## What you will do
List every line of the records that contains the word "knit".

(Dataset items)

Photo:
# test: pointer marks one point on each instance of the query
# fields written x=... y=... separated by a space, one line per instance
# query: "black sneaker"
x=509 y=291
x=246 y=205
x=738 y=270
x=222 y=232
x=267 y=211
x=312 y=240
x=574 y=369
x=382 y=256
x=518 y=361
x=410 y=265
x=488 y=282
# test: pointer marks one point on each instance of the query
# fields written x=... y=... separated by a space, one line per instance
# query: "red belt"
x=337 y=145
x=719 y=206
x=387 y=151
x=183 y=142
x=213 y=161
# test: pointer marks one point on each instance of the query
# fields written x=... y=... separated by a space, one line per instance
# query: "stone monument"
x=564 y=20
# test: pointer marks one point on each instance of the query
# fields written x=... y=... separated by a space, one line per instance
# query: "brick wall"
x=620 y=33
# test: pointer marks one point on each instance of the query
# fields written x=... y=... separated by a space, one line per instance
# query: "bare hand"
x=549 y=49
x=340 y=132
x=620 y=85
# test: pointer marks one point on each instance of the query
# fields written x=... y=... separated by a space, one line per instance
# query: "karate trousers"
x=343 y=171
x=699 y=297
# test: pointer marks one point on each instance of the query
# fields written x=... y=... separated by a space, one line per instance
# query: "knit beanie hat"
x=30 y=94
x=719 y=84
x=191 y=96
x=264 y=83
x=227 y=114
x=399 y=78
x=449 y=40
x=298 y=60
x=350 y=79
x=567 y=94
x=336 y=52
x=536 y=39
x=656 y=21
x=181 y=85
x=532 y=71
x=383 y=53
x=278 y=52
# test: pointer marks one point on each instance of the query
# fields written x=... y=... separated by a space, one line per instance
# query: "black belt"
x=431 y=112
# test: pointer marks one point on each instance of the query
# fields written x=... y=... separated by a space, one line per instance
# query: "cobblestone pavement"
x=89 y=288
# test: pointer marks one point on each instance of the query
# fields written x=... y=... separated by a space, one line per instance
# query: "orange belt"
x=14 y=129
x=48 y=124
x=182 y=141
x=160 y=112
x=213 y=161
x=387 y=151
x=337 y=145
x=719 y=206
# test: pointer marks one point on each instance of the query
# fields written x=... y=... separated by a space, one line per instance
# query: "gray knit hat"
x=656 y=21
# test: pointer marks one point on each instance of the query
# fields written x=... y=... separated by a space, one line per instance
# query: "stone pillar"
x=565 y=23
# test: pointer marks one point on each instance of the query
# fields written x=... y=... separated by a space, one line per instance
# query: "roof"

## Full output
# query: "knit beanie hat"
# query: "gray knit hat"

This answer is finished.